> _DOCUMENT SEGMENT_
BEGIN
# Concern about clipped wings.



## Purdyburd (Jan 18, 2019)

Budgie #2, Junior, is getting close to the end of quarantine. He came to me with a full wing clip and I have his perches set low but very often he misses his mark and crashes to the cage bottom, 16" down. He flaps a bunch to soften the landing and I have ladders for him to get back up. 

Budgie #1, Harry, is in a F040 with the high perch at 30". I'm concerned that Jr. might crash too hard if he ends up in that set-up. Should I put the F040 perches really low when transfer time comes? 

Being that neither bird is tame I have no control over which cage they decide to co-habitat in. I'm thinking that seeing how Harry can fly he might choose to go into Junior's smaller cage which would be ideal until Junior gets his feathers back. It's 23x20x29 high. I think that is big enough for 2 budgies temporarily?


----------



## Sim (Apr 22, 2019)

I think a cage that is 23x20x29 would be big enough to house two budgies permanently, as its volume is 13,340 and the minimum volume for two budgies is 9,720 (30x18x18), as the forum states here:
https://www.talkbudgies.com/housing-budgies/24411-cage-sizes.html

So, I would suggest you to house them together in the smaller cage until Junior's wing feathers will have grown back, then you can move them to the bigger cage.

I hope I helped you. :001_smile:


----------



## Purdyburd (Jan 18, 2019)

Makes sense to me. Hopefully I can get the budgies co-operation. Thanks.


----------



## FaeryBee (May 9, 2011)

*Let us know how things go with Harry and Junior when the quarantine period has ended.
Best wishes!*


----------



## Purdyburd (Jan 18, 2019)

Mission accomplished! Neither bird would have anything to do with it on the first attempt. I gave them a couple days with cages close and then tried again. After 20 minutes of climbing the cage wall Jr. went into the big cage. He is getting around alright with his short wings. He climbs the walls if he ends up on the floor.
As far as interaction goes there was a lot of crazy beak kissing or beak biting with an occasional foot on the others chest. Being new to this it sometimes appeared to me as aggression with Harry cornering Jr. a lot. This was non-stop for a day and a half but they seem to be settling down a little. I'm guessing they are establishing the pecking order with a lot of pecking. No squawking. Just a lot of warbles will chewing the other's beak.


----------



## FaeryBee (May 9, 2011)

*It sounds as though they are making good progress in getting acquainted. :thumbsup:*


----------
END
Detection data
BEGIN
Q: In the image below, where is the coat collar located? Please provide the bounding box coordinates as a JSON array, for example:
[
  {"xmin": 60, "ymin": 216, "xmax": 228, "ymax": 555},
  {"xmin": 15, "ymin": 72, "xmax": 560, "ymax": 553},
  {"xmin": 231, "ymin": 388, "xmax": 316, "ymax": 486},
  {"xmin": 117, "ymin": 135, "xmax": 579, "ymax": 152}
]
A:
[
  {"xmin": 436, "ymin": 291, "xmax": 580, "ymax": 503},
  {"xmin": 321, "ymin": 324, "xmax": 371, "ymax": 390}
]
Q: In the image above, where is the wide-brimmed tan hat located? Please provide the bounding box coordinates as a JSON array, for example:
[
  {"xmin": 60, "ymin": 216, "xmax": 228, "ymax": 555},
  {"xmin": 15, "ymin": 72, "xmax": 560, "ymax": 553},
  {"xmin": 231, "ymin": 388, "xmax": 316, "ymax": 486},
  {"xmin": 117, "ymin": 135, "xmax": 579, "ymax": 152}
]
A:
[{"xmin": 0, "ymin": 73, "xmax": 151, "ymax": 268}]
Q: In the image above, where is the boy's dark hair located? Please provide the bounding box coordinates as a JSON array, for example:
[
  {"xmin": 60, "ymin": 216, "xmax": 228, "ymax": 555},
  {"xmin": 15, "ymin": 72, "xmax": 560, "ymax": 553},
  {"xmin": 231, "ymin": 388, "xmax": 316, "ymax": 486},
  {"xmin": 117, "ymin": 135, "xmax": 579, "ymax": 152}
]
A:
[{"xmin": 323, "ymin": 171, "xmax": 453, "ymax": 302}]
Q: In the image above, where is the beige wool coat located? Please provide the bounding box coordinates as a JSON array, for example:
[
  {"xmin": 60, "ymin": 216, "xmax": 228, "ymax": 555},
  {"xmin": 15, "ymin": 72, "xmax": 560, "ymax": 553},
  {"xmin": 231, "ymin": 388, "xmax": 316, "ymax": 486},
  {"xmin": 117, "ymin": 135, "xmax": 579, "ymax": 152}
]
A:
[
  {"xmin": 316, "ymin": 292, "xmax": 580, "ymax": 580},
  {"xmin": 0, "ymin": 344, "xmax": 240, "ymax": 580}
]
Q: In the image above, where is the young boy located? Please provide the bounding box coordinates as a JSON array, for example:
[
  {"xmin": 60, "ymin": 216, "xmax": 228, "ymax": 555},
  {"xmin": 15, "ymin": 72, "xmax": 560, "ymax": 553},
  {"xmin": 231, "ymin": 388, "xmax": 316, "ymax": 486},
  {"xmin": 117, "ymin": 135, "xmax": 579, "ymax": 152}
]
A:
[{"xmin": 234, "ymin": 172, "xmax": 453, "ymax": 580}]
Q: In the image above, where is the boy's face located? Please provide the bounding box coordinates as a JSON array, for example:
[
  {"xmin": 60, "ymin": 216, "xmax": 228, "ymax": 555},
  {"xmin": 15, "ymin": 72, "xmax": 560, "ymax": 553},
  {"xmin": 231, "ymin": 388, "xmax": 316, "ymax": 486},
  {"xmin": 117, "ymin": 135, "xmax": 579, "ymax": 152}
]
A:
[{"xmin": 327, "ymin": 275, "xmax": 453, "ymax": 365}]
END
List the usernames of everyone who posted in the budgie forum thread above, giving each name once.

Purdyburd, Sim, FaeryBee